* [What this task involves]: Please pick out and copy every line of the items below that contains the word "face". Case counts.
"""
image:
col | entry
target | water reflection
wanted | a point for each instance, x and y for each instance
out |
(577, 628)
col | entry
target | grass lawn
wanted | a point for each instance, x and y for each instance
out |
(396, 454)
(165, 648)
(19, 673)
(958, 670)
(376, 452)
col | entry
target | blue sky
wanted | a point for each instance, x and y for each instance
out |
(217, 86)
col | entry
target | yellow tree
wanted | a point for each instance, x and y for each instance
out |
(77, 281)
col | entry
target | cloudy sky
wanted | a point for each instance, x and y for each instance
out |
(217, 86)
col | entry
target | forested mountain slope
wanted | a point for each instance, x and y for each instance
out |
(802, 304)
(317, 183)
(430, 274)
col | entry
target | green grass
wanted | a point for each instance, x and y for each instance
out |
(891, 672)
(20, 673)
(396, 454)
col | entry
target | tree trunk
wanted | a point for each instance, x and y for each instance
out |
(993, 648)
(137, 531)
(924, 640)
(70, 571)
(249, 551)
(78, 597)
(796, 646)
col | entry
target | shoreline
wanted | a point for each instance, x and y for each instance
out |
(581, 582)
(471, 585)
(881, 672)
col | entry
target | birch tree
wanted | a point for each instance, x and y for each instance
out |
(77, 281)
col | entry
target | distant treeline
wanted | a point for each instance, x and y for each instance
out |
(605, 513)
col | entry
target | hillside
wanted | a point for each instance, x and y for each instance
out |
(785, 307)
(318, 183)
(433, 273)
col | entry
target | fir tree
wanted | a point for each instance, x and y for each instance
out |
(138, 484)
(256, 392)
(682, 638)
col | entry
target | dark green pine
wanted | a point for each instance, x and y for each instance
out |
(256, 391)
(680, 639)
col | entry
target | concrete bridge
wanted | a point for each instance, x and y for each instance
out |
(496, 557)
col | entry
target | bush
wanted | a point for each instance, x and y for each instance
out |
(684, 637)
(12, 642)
"""
"""
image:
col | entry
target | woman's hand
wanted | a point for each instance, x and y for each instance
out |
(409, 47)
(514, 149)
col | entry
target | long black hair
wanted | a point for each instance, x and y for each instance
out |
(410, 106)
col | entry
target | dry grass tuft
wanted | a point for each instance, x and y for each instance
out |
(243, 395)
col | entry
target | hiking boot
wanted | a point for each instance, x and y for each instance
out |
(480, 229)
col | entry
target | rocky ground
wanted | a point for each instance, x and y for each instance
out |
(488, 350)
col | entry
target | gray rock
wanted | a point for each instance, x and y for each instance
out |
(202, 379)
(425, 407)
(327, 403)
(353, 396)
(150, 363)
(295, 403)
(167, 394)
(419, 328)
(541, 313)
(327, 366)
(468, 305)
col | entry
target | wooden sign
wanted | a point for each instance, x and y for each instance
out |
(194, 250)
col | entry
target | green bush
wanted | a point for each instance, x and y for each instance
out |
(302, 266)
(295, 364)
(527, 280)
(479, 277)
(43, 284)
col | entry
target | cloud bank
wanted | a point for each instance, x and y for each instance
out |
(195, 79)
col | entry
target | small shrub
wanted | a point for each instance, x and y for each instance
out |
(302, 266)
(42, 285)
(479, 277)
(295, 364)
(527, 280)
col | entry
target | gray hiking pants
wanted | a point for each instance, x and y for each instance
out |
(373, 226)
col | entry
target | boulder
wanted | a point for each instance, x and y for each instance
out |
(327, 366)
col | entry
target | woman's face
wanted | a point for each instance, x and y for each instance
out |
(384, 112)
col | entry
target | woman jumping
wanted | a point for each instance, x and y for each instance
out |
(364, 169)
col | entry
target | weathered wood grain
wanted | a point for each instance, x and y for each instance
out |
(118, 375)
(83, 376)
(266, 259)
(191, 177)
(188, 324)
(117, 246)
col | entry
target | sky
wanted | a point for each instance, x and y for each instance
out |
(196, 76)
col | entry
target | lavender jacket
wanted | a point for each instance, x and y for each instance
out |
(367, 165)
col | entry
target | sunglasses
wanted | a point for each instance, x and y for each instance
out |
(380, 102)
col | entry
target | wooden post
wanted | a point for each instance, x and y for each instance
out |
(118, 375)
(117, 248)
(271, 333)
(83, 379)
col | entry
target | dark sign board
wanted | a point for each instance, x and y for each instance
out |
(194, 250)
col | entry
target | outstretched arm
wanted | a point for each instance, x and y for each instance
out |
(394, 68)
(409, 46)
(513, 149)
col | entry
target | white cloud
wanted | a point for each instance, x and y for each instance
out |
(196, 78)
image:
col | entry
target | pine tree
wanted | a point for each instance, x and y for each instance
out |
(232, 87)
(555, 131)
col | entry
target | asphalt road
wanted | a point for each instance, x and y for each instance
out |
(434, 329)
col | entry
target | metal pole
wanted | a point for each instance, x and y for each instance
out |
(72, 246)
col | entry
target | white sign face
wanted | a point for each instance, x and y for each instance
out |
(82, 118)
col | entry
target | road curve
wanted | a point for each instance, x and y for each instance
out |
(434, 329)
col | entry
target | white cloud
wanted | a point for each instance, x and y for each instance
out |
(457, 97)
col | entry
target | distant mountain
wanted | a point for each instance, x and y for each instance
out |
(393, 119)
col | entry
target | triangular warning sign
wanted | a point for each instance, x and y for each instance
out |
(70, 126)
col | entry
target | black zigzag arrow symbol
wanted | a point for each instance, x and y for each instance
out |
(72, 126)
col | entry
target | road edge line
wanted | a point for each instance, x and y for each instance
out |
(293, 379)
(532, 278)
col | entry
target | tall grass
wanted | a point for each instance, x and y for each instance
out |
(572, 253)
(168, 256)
"""
* [Worked solution]:
target | woman's face
target | white sign face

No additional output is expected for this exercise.